Description of the task: Render every line of the listing below as a Markdown table with the columns "Row" and "Line," numbering each non-blank line in sequence. Omit the pictures from the table.

Records supplied:
· · · · · · ·
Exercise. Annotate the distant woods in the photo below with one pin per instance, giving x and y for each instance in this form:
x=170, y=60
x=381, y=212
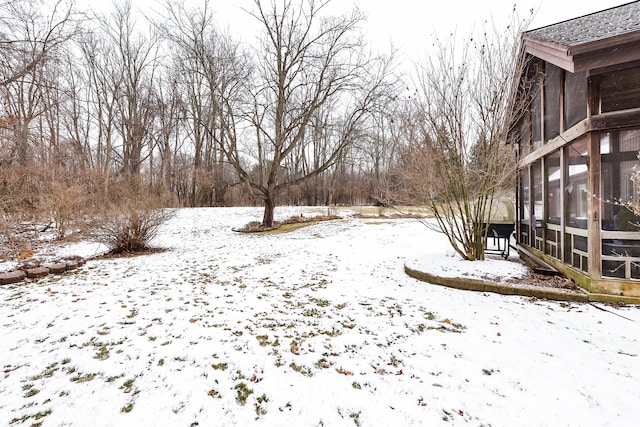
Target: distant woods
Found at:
x=175, y=107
· · · · · · ·
Finished exercise:
| Row | Line |
|---|---|
| 1 | Exercise. Annotate the distant woods in the photo below with one pin per instance, giving x and y for each instance in this form: |
| 2 | x=170, y=60 |
| 3 | x=381, y=212 |
| 4 | Target: distant woods |
| 5 | Found at: |
| 6 | x=175, y=107 |